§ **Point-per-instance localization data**
= = =
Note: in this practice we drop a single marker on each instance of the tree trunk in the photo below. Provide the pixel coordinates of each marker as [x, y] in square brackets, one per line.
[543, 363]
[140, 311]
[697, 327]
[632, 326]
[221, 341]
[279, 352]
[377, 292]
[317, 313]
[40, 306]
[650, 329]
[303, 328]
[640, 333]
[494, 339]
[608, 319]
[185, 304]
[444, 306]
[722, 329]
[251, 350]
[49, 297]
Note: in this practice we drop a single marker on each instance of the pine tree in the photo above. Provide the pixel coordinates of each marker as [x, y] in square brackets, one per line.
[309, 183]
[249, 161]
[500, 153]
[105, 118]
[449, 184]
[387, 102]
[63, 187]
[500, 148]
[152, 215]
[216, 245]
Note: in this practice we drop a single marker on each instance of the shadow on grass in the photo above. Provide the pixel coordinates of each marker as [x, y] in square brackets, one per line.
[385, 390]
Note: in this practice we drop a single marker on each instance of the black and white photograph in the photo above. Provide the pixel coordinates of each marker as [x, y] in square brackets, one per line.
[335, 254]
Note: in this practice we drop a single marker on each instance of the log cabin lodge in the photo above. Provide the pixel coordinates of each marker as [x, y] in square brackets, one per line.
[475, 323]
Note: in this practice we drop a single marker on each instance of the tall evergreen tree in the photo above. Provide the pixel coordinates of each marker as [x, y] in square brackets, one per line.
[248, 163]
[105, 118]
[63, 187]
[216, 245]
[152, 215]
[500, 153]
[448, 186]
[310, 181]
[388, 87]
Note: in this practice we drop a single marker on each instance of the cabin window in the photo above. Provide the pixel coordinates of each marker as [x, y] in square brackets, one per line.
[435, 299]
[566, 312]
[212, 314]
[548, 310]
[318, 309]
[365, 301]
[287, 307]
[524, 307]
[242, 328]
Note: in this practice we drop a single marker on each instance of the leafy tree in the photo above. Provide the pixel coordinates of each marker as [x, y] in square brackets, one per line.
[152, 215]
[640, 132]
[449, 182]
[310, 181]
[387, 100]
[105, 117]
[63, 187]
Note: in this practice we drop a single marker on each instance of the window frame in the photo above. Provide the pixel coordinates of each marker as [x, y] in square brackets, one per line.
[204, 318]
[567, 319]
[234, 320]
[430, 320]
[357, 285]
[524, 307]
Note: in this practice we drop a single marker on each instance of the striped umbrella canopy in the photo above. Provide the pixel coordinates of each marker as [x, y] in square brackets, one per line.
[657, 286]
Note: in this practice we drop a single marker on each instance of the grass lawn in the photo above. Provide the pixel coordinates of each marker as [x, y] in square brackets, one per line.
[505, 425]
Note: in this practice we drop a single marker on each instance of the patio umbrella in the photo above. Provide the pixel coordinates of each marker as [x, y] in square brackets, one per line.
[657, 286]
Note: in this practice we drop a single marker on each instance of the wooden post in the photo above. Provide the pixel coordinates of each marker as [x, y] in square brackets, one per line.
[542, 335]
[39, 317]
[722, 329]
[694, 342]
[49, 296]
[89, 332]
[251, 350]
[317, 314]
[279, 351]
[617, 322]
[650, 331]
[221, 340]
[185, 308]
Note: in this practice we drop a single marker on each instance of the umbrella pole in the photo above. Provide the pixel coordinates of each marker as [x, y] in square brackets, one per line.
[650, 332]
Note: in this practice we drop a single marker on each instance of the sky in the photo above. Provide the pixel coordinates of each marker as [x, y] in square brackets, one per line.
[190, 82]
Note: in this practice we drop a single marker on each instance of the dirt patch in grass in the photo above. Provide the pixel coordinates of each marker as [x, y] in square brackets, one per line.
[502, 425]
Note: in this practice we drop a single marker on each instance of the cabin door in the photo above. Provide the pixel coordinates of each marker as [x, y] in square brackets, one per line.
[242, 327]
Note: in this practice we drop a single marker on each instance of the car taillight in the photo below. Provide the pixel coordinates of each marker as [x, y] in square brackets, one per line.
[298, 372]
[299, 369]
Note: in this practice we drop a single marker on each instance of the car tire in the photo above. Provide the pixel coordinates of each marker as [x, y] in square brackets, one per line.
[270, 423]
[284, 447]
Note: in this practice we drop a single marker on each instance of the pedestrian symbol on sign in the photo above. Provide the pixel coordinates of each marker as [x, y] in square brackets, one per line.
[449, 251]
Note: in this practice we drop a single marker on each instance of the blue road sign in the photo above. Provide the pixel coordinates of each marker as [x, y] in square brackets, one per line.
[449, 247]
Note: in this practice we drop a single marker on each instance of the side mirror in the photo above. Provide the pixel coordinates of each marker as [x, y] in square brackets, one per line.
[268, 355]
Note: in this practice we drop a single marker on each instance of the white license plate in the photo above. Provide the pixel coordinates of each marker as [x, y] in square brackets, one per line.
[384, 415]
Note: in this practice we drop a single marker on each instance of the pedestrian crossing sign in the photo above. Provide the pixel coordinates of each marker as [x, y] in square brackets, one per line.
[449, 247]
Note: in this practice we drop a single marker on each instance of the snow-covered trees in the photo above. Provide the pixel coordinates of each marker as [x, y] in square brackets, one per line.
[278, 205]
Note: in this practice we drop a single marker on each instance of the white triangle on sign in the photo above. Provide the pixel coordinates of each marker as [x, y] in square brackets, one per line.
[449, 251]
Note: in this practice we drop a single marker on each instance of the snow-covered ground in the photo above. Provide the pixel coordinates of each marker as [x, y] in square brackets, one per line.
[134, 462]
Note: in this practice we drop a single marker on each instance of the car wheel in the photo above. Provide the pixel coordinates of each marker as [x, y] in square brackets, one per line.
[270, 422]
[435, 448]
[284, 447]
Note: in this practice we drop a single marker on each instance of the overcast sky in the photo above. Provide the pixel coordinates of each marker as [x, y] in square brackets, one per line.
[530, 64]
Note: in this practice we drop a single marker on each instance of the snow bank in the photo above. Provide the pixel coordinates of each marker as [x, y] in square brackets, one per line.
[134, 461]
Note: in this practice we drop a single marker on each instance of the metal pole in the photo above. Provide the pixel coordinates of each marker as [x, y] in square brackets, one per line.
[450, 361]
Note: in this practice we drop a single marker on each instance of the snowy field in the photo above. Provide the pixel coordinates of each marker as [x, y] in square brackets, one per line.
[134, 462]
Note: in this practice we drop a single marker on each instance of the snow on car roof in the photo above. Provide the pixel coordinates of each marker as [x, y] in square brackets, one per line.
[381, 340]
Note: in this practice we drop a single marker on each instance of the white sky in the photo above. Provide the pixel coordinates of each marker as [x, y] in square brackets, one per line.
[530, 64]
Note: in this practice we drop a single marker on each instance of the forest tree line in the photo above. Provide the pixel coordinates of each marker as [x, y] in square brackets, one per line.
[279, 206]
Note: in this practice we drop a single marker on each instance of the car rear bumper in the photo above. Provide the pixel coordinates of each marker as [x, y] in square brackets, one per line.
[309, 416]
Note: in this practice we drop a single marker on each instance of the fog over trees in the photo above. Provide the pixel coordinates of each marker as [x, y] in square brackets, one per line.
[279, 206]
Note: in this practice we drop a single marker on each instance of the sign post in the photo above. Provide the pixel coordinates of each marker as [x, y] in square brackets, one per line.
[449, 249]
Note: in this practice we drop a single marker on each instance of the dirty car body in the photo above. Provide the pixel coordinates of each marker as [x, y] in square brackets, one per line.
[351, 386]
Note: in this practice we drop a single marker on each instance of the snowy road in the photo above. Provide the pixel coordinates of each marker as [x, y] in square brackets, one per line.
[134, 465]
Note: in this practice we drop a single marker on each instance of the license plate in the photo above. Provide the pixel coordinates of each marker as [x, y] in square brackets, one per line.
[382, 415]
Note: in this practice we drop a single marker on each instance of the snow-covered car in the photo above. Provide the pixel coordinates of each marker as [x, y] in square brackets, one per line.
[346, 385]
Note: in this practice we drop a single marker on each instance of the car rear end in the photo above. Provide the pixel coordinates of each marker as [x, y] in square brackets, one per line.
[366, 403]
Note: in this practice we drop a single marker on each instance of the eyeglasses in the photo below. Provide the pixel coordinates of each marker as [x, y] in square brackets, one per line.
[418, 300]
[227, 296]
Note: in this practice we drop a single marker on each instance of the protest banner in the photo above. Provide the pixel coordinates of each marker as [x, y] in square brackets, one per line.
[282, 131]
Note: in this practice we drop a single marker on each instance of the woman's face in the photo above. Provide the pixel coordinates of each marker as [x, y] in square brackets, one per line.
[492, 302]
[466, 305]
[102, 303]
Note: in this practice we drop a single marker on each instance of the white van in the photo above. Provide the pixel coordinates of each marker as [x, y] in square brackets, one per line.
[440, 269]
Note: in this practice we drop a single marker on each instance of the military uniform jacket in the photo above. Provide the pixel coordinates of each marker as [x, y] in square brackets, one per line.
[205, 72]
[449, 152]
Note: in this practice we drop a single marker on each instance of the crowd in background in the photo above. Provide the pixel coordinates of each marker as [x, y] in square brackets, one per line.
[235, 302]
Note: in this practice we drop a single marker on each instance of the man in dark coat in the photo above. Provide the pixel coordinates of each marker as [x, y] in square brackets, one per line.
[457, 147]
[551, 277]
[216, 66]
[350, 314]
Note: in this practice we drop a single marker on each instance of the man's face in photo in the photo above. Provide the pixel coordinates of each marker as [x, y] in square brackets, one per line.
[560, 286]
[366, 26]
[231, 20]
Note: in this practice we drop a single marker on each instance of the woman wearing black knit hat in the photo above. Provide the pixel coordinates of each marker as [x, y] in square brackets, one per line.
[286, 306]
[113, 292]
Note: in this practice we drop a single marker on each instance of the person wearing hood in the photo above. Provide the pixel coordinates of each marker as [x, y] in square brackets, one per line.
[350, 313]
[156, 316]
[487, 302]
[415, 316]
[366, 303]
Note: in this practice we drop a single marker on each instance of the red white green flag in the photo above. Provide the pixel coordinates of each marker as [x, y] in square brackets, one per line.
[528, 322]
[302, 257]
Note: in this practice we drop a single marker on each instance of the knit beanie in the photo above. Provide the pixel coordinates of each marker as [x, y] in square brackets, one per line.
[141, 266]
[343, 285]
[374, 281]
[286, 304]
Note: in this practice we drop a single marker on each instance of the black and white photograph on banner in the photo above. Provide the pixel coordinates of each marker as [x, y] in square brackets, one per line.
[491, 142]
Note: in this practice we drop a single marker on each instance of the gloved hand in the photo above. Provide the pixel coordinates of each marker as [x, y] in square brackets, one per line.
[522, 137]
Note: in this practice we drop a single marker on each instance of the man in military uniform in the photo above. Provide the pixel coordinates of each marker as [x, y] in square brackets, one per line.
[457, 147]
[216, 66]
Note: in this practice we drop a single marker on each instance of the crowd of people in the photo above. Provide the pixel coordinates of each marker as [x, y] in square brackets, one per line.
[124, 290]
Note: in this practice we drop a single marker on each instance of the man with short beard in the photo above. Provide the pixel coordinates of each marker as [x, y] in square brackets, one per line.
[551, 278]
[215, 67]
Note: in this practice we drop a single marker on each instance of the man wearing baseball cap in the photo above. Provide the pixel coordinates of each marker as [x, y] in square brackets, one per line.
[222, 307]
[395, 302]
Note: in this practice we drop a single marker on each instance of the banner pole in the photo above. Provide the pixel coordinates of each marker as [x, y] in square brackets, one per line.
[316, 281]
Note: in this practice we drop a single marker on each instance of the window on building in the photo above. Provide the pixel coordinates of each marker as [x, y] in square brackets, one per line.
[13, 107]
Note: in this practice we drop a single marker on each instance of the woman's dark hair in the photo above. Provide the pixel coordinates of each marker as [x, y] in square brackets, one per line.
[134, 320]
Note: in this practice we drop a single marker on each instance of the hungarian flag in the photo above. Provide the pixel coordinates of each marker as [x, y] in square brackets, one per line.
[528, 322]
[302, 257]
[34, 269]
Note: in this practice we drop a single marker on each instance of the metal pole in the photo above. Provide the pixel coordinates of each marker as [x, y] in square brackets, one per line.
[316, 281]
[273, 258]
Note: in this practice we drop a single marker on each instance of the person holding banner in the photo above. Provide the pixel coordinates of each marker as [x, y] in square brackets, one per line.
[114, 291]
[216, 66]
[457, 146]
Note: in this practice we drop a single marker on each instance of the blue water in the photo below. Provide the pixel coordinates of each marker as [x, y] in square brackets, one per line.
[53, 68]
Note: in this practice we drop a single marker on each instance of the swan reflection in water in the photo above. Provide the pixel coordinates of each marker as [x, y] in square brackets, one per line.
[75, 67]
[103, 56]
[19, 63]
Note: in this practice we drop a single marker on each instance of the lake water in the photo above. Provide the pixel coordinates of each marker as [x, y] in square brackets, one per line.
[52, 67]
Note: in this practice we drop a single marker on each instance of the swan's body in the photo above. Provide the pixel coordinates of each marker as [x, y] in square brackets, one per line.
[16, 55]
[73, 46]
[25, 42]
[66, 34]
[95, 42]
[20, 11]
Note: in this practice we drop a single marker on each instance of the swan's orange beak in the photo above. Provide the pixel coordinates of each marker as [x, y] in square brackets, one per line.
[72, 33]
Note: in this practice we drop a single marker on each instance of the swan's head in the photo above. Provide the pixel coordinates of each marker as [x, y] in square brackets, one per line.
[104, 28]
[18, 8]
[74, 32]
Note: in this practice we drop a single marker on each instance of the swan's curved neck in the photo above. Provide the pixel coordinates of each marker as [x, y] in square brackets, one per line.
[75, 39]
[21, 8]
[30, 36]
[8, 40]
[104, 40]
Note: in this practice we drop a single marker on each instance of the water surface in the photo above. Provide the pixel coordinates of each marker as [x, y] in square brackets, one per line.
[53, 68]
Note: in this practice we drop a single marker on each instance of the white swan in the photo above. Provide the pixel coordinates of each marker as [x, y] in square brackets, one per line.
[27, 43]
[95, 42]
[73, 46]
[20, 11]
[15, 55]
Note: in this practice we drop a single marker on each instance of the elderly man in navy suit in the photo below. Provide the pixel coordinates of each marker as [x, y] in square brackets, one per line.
= = =
§ **TASK**
What you give back should be exactly the lines of the entries above from the one containing "the swan's curved" to the end, and nothing more.

§ **WRITTEN SOLUTION**
Note: in this practice we drop a single marker on each instance of the swan's curved neck in the photo above. Provide the pixel coordinates of each marker as [x, y] in square brackets, one per line.
[75, 39]
[21, 8]
[30, 36]
[8, 40]
[104, 40]
Note: in this practice we drop a single marker on each instance of the water surface in the photo above. Provide the pixel coordinates of each marker as [x, y] in square brackets, one per line.
[53, 68]
Note: in this practice we drop a single marker on each instance of the white swan in the photo above. Provide the pixel coordinates of each marker as [x, y] in square brackets, one per line.
[27, 43]
[95, 42]
[73, 46]
[20, 11]
[15, 55]
Note: in this practice we drop a single marker on each instance of the elderly man in navy suit in the photo below. Provide the pixel coordinates of each marker as [x, y] in square brackets, one per line.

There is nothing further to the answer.